Task material =>
= = =
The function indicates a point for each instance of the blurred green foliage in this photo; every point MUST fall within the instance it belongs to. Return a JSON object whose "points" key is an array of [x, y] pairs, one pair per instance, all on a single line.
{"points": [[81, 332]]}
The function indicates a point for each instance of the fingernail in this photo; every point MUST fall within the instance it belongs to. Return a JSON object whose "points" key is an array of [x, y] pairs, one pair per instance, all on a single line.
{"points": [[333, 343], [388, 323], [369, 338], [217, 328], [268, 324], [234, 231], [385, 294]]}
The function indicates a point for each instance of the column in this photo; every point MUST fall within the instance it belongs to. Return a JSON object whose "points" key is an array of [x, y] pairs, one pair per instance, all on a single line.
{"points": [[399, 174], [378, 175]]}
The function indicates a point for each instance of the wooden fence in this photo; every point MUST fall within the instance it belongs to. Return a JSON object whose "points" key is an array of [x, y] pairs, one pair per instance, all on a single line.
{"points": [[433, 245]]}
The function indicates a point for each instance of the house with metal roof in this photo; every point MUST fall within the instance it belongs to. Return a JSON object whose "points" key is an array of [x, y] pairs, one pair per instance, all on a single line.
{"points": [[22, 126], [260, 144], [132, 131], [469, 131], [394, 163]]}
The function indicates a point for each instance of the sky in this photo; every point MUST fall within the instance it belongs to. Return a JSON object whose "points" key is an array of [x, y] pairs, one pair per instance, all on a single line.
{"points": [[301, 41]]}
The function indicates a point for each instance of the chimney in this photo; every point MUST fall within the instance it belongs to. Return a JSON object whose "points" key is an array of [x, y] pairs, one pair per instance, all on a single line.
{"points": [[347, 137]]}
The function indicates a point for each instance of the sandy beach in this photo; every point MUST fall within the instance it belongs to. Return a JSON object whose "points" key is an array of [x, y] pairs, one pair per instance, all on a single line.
= = =
Problem statement => Having read the material, return all of it word for word.

Answer space =>
The function indicates a point for each instance of the blurred green foliage in this photo; every point MUST fall within the instance it belongs to. Return a JSON object whose "points" key is an array of [x, y] pairs, one pair per instance, all on a single line.
{"points": [[81, 332]]}
The function indicates a point for each instance of the fingernail in this photo; every point MUST fall within the instance it belongs to. Return a JSON object whose "points" key is an array of [x, y] pairs, one pair per instance, all on a single line.
{"points": [[333, 343], [388, 323], [369, 338], [217, 328], [268, 324], [234, 231], [385, 294]]}
The function indicates a point for each instance of the column in this photo; every point MUST fall within the instance it belongs to. Return a JSON object whose "points" key is an array of [x, y] pairs, one pair per instance, all on a single line.
{"points": [[399, 174], [378, 175]]}
The function indicates a point for each instance of the wooden fence in this photo; every point MUST fall within the instance it belongs to. Return a JSON object whose "points" key is an array of [x, y] pairs, one pair per instance, all on a single line.
{"points": [[433, 245]]}
The function indicates a point for each instance of the house with metal roof in this photo; every point MUST fall within the instance it belongs to. Return a JSON object whose "points" key is an array of [x, y] pairs, one pair per instance, all on a single line.
{"points": [[22, 126], [260, 144], [132, 131], [469, 131], [394, 163]]}
The function indicates a point for each instance of the sky in this photo; every point MUST fall within the instance it belongs to. Return a JSON object whose "points" key is an array of [x, y] pairs, one pair per instance, all on a single line.
{"points": [[301, 41]]}
The function indicates a point for each instance of the chimney in this photo; every point MUST fall within the instance it belongs to. Return a JSON object whose "points" key is an array of [x, y] pairs, one pair per instance, all on a single line.
{"points": [[347, 137]]}
The function indicates a point for each instance of the sandy beach in this photo; every point MUST fall within the instance it belongs to. Return a JSON object whose "points" key is an array of [x, y] pairs, one pair per instance, all on a single line.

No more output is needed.